Task brief >> Return each line of the listing below that contains the word "baseboard", copied in full.

Entries shown >>
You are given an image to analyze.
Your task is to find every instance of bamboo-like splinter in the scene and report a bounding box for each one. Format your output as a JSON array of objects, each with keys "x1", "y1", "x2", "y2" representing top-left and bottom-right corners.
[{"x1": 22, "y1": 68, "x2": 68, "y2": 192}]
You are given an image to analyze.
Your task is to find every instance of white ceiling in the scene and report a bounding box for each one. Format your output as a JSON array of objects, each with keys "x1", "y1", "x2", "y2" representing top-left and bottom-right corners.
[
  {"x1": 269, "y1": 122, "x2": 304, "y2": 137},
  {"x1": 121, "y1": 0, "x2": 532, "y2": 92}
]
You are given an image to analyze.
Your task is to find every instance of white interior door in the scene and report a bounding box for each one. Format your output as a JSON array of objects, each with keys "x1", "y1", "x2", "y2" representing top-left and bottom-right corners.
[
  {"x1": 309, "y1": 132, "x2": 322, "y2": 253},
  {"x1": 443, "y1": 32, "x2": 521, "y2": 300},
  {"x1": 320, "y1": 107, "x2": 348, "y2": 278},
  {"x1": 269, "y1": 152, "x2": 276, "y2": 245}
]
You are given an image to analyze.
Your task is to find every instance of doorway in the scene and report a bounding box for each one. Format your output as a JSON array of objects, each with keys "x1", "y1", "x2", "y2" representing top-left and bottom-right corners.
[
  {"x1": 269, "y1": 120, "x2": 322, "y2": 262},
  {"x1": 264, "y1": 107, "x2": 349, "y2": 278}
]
---
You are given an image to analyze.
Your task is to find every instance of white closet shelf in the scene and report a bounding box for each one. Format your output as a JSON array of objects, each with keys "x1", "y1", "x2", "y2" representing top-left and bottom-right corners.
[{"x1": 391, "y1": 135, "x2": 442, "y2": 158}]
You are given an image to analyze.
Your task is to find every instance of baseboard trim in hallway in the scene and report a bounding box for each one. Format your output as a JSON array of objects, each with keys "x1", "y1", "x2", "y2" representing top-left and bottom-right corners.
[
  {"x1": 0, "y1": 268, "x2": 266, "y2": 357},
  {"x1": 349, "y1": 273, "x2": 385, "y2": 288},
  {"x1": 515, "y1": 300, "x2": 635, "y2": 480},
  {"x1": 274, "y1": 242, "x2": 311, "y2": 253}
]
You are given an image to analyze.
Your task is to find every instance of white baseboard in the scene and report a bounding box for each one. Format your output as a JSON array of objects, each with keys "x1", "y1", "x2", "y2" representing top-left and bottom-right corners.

Solution below >>
Your task is to find every instance of baseboard trim in hallway in the scene and report a bounding box for each one. Format your output as a JSON array of objects, each with keys "x1", "y1", "x2", "y2" representing top-left and bottom-right corners.
Your task is to find every instance of white baseboard in the scene and report a bounding box for each one. Format your output as a JSON array of objects, each with keys "x1", "y1", "x2", "y2" representing top-left and bottom-right corners.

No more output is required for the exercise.